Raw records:
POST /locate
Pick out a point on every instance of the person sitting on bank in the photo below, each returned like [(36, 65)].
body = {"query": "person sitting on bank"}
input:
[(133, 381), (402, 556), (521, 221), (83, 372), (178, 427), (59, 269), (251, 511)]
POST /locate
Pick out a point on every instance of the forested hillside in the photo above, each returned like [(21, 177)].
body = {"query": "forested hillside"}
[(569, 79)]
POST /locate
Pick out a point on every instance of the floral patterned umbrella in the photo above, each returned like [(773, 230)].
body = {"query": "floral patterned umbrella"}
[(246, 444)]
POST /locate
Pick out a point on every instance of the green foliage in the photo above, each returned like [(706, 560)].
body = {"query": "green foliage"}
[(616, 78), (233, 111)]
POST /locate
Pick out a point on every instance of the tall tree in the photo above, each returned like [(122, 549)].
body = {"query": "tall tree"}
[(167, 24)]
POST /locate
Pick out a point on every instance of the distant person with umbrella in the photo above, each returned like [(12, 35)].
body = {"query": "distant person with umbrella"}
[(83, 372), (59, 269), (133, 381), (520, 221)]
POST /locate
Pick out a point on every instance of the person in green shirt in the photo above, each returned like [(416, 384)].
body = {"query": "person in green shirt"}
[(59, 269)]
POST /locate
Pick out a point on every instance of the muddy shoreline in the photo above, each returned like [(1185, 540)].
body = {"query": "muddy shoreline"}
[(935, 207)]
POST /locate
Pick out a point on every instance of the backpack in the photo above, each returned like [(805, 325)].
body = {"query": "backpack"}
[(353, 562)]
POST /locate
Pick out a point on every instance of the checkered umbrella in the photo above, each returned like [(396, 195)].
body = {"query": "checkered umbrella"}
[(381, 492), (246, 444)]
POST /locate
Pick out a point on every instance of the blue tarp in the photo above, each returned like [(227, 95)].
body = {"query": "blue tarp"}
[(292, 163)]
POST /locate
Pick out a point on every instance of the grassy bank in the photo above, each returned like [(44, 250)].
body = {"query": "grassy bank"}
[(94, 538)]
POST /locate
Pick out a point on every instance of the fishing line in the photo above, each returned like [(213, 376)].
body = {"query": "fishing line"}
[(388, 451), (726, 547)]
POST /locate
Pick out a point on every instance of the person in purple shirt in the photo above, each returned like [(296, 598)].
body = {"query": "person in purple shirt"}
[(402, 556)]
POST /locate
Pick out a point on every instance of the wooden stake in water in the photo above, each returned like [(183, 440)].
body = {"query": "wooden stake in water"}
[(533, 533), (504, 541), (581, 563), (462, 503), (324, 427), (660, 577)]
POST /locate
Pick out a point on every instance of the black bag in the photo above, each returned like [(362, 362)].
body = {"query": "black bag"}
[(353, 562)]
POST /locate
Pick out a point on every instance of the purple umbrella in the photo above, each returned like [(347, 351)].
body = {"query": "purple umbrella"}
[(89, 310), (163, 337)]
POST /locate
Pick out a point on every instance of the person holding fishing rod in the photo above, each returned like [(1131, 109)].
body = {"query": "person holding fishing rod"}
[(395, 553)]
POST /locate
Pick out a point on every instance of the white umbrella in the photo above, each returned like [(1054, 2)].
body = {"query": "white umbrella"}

■ What the task requires ■
Copy out the rows from the very first line through the line containing "[(83, 372), (59, 269), (133, 381), (520, 221)]", requests included, and increase every point coordinate in the answers by 61.

■ Exercise solution ■
POST /locate
Pick out a point on every instance of the person sitting on bank in the photo below, each returned like [(36, 65)].
body = {"query": "person sitting on bank"}
input:
[(194, 442), (463, 617), (582, 282), (144, 433), (239, 488), (120, 330), (312, 572)]
POST /locate
Pick out a point on every instance of the forested hillside in the photo above, each returned like [(21, 177)].
body = {"query": "forested hillside"}
[(630, 140)]
POST /locate
Pick out a point on every instance of the floral patterned umbrella in the photo above, each returned like [(773, 230)].
body = {"query": "floral patterned umbrella"}
[(307, 505)]
POST /locate
Pick out a point on every instance of the green foliage in the photo above, each returned like [(706, 560)].
body = {"query": "green foliage"}
[(677, 139), (294, 172)]
POST /locate
Pick out a point on every instance of the tall tree in the photo above, each returned like [(122, 549)].
body = {"query": "tall tree"}
[(228, 85)]
POST /locate
Pick out a point on every instance of the distant person with umbrella in the photo above, each returned like [(12, 35)].
body = {"query": "distant person with umbrella"}
[(144, 433), (120, 330), (194, 442), (581, 282)]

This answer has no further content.